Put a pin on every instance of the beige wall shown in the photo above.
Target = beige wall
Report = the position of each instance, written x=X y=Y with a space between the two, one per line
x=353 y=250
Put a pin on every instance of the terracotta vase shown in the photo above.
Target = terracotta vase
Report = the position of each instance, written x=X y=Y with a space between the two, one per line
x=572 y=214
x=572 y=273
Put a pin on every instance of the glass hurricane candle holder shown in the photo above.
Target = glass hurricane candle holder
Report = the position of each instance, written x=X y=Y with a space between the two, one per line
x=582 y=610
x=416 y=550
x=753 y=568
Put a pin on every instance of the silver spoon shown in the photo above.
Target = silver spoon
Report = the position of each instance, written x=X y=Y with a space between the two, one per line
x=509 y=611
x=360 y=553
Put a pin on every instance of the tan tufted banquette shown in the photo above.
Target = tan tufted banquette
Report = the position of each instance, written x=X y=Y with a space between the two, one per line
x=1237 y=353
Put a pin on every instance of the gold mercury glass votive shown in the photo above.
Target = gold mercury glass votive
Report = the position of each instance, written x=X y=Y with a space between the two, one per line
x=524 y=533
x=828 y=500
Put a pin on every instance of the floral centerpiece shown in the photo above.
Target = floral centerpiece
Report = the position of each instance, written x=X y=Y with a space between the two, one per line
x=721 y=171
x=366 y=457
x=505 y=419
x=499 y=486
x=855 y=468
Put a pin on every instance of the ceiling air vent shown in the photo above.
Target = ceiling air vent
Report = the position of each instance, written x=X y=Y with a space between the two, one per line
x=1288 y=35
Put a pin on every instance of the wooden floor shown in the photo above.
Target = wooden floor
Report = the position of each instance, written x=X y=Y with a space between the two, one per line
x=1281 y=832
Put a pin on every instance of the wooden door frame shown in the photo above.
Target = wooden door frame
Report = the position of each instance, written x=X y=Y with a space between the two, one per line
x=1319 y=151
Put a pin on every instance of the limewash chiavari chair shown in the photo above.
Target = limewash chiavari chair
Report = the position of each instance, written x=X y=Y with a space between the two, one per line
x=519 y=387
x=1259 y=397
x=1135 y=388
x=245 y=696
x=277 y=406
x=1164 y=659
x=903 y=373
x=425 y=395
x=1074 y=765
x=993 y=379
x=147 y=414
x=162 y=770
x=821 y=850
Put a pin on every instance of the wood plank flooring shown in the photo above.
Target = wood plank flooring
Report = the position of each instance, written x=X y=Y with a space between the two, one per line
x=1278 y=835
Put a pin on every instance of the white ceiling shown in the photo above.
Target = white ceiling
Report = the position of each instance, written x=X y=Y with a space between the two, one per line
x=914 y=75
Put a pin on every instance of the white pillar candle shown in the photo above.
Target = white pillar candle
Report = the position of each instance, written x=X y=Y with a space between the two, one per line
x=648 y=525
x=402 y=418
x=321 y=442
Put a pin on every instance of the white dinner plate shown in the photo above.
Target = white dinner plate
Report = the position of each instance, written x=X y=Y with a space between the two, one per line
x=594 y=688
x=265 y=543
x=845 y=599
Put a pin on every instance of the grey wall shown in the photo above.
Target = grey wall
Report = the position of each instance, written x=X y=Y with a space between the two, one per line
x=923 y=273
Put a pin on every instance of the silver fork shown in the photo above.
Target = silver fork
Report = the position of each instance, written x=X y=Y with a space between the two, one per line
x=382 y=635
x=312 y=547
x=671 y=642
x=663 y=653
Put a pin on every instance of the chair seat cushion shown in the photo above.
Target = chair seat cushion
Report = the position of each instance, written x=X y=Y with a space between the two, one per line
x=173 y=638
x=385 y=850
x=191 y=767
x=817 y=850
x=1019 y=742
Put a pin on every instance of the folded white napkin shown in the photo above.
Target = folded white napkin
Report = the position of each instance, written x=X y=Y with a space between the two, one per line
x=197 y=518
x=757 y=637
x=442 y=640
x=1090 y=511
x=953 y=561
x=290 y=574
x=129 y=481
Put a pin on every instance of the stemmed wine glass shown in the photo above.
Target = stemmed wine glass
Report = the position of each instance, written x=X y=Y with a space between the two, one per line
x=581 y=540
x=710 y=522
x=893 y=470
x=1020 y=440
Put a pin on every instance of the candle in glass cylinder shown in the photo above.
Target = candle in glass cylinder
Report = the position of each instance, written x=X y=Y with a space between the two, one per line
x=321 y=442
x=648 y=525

----------

What you will do:
Give back exactly the lines running from the line containing "Target = stemmed wine glass" through the end of the material above, both included, and nothing beyond them.

Exercise response:
Target = stemmed wine glass
Report = the position of each instance, written x=X y=Y with a space between the two, one per line
x=581 y=540
x=710 y=522
x=893 y=470
x=1020 y=440
Put a pin on every instance of the candle in glass cylinder shown in the photo above.
Target = candle in glass cylinder
Report = the position of each instance, written x=X y=Y with a space between the two, one per line
x=321 y=442
x=648 y=525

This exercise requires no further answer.